Stored items
■ ■ ■ ■ ■ ■ ■
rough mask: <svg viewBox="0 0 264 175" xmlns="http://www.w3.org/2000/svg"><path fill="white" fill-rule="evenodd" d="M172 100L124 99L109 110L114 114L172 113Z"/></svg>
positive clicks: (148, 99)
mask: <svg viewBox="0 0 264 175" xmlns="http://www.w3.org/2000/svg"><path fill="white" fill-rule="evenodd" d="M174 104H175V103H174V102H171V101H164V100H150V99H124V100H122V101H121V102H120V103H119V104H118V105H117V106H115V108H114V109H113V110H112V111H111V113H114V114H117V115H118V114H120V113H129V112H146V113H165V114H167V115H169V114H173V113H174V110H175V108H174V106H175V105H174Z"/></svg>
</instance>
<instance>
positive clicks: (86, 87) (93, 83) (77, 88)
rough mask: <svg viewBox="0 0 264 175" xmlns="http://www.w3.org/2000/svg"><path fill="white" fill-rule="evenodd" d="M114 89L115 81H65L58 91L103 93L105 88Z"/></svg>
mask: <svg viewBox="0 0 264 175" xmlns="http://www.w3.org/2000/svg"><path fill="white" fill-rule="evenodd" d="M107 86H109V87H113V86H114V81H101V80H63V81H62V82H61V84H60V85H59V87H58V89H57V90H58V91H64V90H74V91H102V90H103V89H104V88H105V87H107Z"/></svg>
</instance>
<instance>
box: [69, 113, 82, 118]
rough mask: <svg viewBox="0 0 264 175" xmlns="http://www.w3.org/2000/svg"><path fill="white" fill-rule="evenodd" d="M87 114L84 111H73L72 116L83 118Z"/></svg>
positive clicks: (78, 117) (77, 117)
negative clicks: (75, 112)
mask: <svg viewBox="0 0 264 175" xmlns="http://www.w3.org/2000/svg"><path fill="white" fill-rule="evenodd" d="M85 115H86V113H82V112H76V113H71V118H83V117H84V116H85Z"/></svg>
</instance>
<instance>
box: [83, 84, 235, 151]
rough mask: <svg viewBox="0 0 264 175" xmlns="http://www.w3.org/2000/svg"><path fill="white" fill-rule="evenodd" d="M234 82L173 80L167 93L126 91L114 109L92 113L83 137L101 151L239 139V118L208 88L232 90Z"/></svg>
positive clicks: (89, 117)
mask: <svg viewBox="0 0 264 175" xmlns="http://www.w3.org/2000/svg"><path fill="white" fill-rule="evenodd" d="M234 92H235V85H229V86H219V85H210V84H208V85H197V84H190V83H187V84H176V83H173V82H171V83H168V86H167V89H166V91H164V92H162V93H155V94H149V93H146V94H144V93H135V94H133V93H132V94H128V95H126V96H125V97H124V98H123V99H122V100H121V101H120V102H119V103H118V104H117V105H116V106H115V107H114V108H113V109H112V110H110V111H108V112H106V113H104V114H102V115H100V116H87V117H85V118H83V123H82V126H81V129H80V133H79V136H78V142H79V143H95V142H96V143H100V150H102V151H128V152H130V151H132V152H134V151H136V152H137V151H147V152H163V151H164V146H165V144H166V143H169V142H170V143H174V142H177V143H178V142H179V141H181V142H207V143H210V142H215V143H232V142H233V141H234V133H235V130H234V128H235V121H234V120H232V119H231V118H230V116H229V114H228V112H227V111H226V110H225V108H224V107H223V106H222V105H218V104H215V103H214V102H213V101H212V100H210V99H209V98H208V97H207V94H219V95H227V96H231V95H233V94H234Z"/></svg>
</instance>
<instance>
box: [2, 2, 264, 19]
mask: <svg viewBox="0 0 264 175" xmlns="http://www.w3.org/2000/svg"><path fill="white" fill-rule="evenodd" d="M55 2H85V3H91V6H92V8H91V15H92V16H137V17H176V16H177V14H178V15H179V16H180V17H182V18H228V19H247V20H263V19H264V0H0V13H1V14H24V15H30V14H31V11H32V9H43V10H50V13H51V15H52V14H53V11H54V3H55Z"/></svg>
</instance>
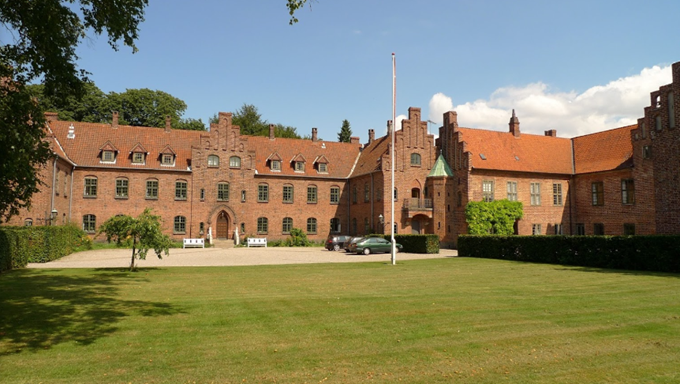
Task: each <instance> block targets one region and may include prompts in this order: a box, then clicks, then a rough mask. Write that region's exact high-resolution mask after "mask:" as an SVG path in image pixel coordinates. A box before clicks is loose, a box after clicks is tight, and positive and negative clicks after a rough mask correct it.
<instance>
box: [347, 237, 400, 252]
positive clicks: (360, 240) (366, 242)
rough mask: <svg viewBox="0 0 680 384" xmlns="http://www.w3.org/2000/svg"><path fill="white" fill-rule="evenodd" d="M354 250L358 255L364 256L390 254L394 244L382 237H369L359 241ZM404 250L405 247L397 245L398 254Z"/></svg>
mask: <svg viewBox="0 0 680 384" xmlns="http://www.w3.org/2000/svg"><path fill="white" fill-rule="evenodd" d="M353 248H354V251H355V252H356V253H358V254H359V253H363V254H364V255H369V254H371V253H378V252H388V253H389V252H391V249H392V243H390V242H389V241H388V240H385V239H383V238H381V237H367V238H364V239H361V240H359V241H358V242H357V243H356V246H354V247H353ZM403 249H404V247H403V246H402V245H401V244H399V243H397V244H396V252H401V251H402V250H403Z"/></svg>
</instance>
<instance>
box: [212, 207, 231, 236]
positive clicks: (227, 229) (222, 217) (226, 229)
mask: <svg viewBox="0 0 680 384" xmlns="http://www.w3.org/2000/svg"><path fill="white" fill-rule="evenodd" d="M215 224H216V228H215V238H217V239H228V238H229V216H228V215H227V213H226V212H224V211H221V212H220V213H219V214H218V215H217V222H216V223H215Z"/></svg>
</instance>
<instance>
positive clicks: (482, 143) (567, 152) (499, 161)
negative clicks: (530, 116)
mask: <svg viewBox="0 0 680 384" xmlns="http://www.w3.org/2000/svg"><path fill="white" fill-rule="evenodd" d="M456 131H457V132H460V136H459V138H460V139H459V141H460V142H465V143H466V146H465V149H466V151H467V152H469V153H470V154H471V156H470V158H471V160H470V166H471V167H472V168H478V169H488V170H497V171H516V172H535V173H552V174H572V172H573V170H572V156H571V140H569V139H564V138H559V137H554V136H541V135H532V134H526V133H522V134H521V135H517V136H516V135H514V134H513V133H512V132H499V131H489V130H484V129H475V128H456ZM482 156H483V157H484V158H486V160H485V159H483V158H482Z"/></svg>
■ ■ ■ ■ ■ ■ ■
WHAT TO DO:
From the opening line of the data above through the line holding "82L173 80L167 93L126", give every line again exactly as it stands.

RESPONSE AREA:
rough mask: <svg viewBox="0 0 264 175" xmlns="http://www.w3.org/2000/svg"><path fill="white" fill-rule="evenodd" d="M172 100L124 99L109 110L114 114L172 113Z"/></svg>
positive clicks: (148, 99)
mask: <svg viewBox="0 0 264 175" xmlns="http://www.w3.org/2000/svg"><path fill="white" fill-rule="evenodd" d="M174 104H175V103H174V102H171V101H164V100H150V99H124V100H122V101H121V102H120V103H119V104H118V105H117V106H115V108H114V109H113V110H112V111H111V113H114V114H117V115H118V114H120V113H129V112H146V113H165V114H167V115H169V114H173V113H174V110H175V108H174V106H175V105H174Z"/></svg>
</instance>
<instance>
positive clicks: (86, 87) (93, 83) (77, 88)
rough mask: <svg viewBox="0 0 264 175" xmlns="http://www.w3.org/2000/svg"><path fill="white" fill-rule="evenodd" d="M114 89L115 81H65L58 91L103 93L105 88Z"/></svg>
mask: <svg viewBox="0 0 264 175" xmlns="http://www.w3.org/2000/svg"><path fill="white" fill-rule="evenodd" d="M107 86H109V87H113V86H114V81H101V80H63V81H62V82H61V84H60V85H59V87H58V89H57V90H58V91H64V90H74V91H102V90H103V89H104V88H105V87H107Z"/></svg>
</instance>
<instance>
box: [69, 113, 82, 118]
rough mask: <svg viewBox="0 0 264 175" xmlns="http://www.w3.org/2000/svg"><path fill="white" fill-rule="evenodd" d="M87 114L84 111H73L72 116L83 118Z"/></svg>
positive clicks: (78, 117) (77, 117)
negative clicks: (75, 112)
mask: <svg viewBox="0 0 264 175" xmlns="http://www.w3.org/2000/svg"><path fill="white" fill-rule="evenodd" d="M85 115H86V113H82V112H76V113H71V118H83V117H84V116H85Z"/></svg>
</instance>
<instance>
box: [83, 84, 235, 151]
rough mask: <svg viewBox="0 0 264 175" xmlns="http://www.w3.org/2000/svg"><path fill="white" fill-rule="evenodd" d="M234 82L173 80L167 93L126 91L114 109L92 113L83 137L101 151L239 139V118L208 88L232 90Z"/></svg>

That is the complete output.